# [TEXTO DA PÁGINA]
──────────

Resenha JUL16

No dia 29 de abril de 2010, o Supremo Tribunal Federal rejeitou o pedido de revisão da Lei da Anistia feito pela Ordem dos Advogados do Brasil, que pretendia tirar do guarda-chuva de proteção da lei agentes da repressão que praticaram sequestros, torturas, estupros, assassinatos, além de ocultação continuada de cadáveres. Votada em 1979, em plena vigência da ditadura (1964–1985), por um Congresso ainda manietado pelos militares, a lei desconsidera o caráter imprescritível dos chamados crimes contra a humanidade e passa por cima de acordos internacionais assinados pelo país.

──────────

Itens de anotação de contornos
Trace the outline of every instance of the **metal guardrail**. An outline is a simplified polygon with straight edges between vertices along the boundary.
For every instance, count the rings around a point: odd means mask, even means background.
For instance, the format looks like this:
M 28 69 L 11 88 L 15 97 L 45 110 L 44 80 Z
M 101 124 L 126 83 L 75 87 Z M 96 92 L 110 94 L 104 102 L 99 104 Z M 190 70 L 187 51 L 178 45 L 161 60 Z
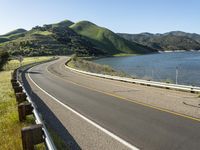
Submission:
M 42 130 L 44 133 L 44 142 L 45 142 L 45 146 L 48 150 L 56 150 L 56 146 L 54 145 L 53 140 L 51 139 L 51 136 L 45 126 L 45 124 L 43 123 L 42 119 L 41 119 L 41 115 L 39 114 L 39 112 L 37 111 L 37 107 L 34 104 L 34 102 L 32 101 L 30 95 L 28 94 L 28 92 L 25 90 L 24 85 L 19 81 L 19 68 L 16 70 L 16 79 L 17 82 L 19 83 L 19 86 L 22 87 L 23 92 L 27 95 L 26 100 L 31 103 L 32 107 L 33 107 L 33 115 L 35 117 L 35 123 L 36 124 L 42 124 Z
M 147 80 L 142 80 L 142 79 L 132 79 L 132 78 L 126 78 L 126 77 L 97 74 L 97 73 L 77 70 L 67 65 L 65 65 L 65 67 L 72 71 L 76 71 L 79 73 L 96 76 L 100 78 L 112 79 L 112 80 L 129 82 L 129 83 L 136 83 L 136 84 L 147 85 L 147 86 L 161 87 L 161 88 L 167 88 L 167 89 L 175 89 L 175 90 L 187 91 L 187 92 L 192 92 L 192 93 L 200 93 L 200 87 L 197 87 L 197 86 L 187 86 L 187 85 L 179 85 L 179 84 L 171 84 L 171 83 L 164 83 L 164 82 L 147 81 Z

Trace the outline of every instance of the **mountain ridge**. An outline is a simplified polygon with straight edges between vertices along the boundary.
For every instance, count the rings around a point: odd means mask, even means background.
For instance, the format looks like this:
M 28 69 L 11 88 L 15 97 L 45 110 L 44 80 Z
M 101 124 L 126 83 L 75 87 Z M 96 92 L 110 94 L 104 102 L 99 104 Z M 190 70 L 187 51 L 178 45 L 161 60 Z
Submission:
M 200 49 L 200 35 L 196 33 L 171 31 L 163 34 L 144 32 L 140 34 L 118 33 L 118 35 L 131 42 L 137 42 L 159 51 Z

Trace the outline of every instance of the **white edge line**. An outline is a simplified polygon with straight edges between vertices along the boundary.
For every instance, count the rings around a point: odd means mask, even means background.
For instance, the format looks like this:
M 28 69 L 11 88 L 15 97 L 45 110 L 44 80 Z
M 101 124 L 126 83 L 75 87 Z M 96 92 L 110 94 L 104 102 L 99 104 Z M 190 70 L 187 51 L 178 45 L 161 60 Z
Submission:
M 32 68 L 31 68 L 32 69 Z M 31 69 L 29 69 L 31 71 Z M 123 140 L 122 138 L 118 137 L 117 135 L 111 133 L 110 131 L 106 130 L 105 128 L 101 127 L 100 125 L 96 124 L 95 122 L 93 122 L 92 120 L 86 118 L 85 116 L 83 116 L 82 114 L 78 113 L 77 111 L 75 111 L 74 109 L 72 109 L 71 107 L 67 106 L 66 104 L 62 103 L 61 101 L 59 101 L 57 98 L 55 98 L 54 96 L 52 96 L 51 94 L 49 94 L 48 92 L 46 92 L 44 89 L 42 89 L 37 83 L 35 83 L 35 81 L 33 81 L 33 79 L 30 77 L 30 74 L 28 73 L 28 77 L 31 80 L 31 82 L 37 86 L 42 92 L 44 92 L 45 94 L 47 94 L 49 97 L 51 97 L 54 101 L 56 101 L 57 103 L 61 104 L 63 107 L 69 109 L 70 111 L 72 111 L 73 113 L 75 113 L 77 116 L 81 117 L 82 119 L 84 119 L 85 121 L 87 121 L 88 123 L 92 124 L 93 126 L 95 126 L 96 128 L 98 128 L 99 130 L 103 131 L 104 133 L 106 133 L 107 135 L 111 136 L 112 138 L 114 138 L 115 140 L 119 141 L 120 143 L 122 143 L 123 145 L 127 146 L 128 148 L 132 149 L 132 150 L 139 150 L 137 147 L 131 145 L 130 143 L 128 143 L 127 141 Z

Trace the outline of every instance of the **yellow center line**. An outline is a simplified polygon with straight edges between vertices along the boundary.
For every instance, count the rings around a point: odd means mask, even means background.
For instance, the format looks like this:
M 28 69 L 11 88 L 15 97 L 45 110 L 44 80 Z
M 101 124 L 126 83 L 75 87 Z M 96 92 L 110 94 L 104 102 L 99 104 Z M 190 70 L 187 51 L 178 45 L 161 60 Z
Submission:
M 62 64 L 61 64 L 61 65 L 62 65 Z M 59 68 L 61 67 L 61 65 L 59 65 Z M 73 81 L 70 81 L 70 80 L 67 80 L 67 79 L 60 78 L 58 75 L 55 75 L 55 74 L 53 74 L 52 72 L 50 72 L 50 71 L 48 70 L 48 67 L 49 67 L 49 66 L 46 66 L 46 71 L 47 71 L 48 73 L 52 74 L 52 75 L 55 76 L 56 78 L 59 78 L 59 79 L 65 81 L 65 82 L 72 83 L 72 84 L 74 84 L 74 85 L 77 85 L 77 86 L 79 86 L 79 87 L 83 87 L 83 88 L 89 89 L 89 90 L 91 90 L 91 91 L 96 91 L 96 92 L 99 92 L 99 93 L 102 93 L 102 94 L 105 94 L 105 95 L 109 95 L 109 96 L 112 96 L 112 97 L 116 97 L 116 98 L 118 98 L 118 100 L 129 101 L 129 102 L 132 102 L 132 103 L 135 103 L 135 104 L 139 104 L 139 105 L 142 105 L 142 106 L 145 106 L 145 107 L 148 107 L 148 108 L 153 108 L 153 109 L 156 109 L 156 110 L 159 110 L 159 111 L 162 111 L 162 112 L 170 113 L 170 114 L 173 114 L 173 115 L 176 115 L 176 116 L 180 116 L 180 117 L 184 117 L 184 118 L 187 118 L 187 119 L 191 119 L 191 120 L 200 122 L 200 119 L 199 119 L 199 118 L 195 118 L 195 117 L 192 117 L 192 116 L 180 114 L 180 113 L 177 113 L 177 112 L 173 112 L 173 111 L 170 111 L 170 110 L 167 110 L 167 109 L 164 109 L 164 108 L 160 108 L 160 107 L 157 107 L 157 106 L 153 106 L 153 105 L 150 105 L 150 104 L 146 104 L 146 103 L 143 103 L 143 102 L 138 102 L 138 101 L 133 100 L 133 99 L 129 99 L 129 98 L 125 98 L 125 97 L 122 97 L 122 96 L 119 96 L 119 95 L 116 95 L 116 94 L 112 94 L 112 93 L 100 91 L 100 90 L 97 90 L 97 89 L 94 89 L 94 88 L 90 88 L 90 87 L 81 85 L 81 84 L 79 84 L 79 83 L 76 83 L 76 82 L 73 82 Z M 60 69 L 62 69 L 62 68 L 60 68 Z

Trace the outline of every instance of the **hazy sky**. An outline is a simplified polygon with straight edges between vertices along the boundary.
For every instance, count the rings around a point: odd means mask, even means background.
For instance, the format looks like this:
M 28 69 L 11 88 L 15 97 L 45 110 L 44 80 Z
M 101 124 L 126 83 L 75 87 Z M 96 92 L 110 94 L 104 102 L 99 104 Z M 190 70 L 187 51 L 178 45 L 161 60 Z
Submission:
M 0 34 L 69 19 L 114 32 L 200 34 L 200 0 L 0 0 Z

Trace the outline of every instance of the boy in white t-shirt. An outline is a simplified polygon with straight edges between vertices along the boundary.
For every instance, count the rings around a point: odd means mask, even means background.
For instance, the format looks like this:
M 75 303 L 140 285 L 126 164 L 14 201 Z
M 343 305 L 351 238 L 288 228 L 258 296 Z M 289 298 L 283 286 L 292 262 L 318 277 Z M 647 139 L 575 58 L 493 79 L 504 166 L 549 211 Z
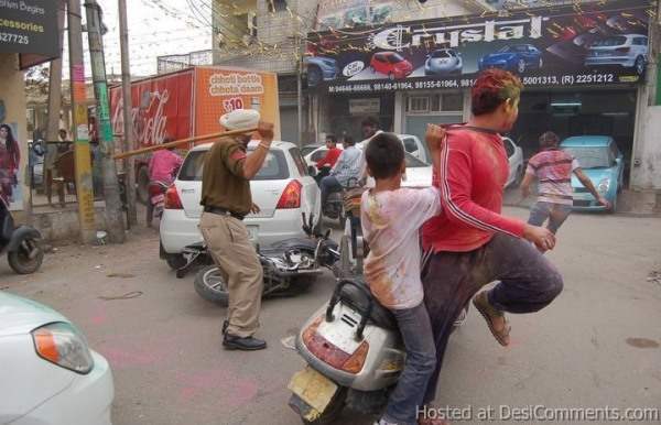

──────────

Cite na íntegra, sem nenhuma alteração, o texto sobre a Lei da Anistia que aparece acima.

Resenha JUL16

No dia 29 de abril de 2010, o Supremo Tribunal Federal rejeitou o pedido de revisão da Lei da Anistia feito pela Ordem dos Advogados do Brasil, que pretendia tirar do guarda-chuva de proteção da lei agentes da repressão que praticaram sequestros, torturas, estupros, assassinatos, além de ocultação continuada de cadáveres. Votada em 1979, em plena vigência da ditadura (1964–1985), por um Congresso ainda manietado pelos militares, a lei desconsidera o caráter imprescritível dos chamados crimes contra a humanidade e passa por cima de acordos internacionais assinados pelo país.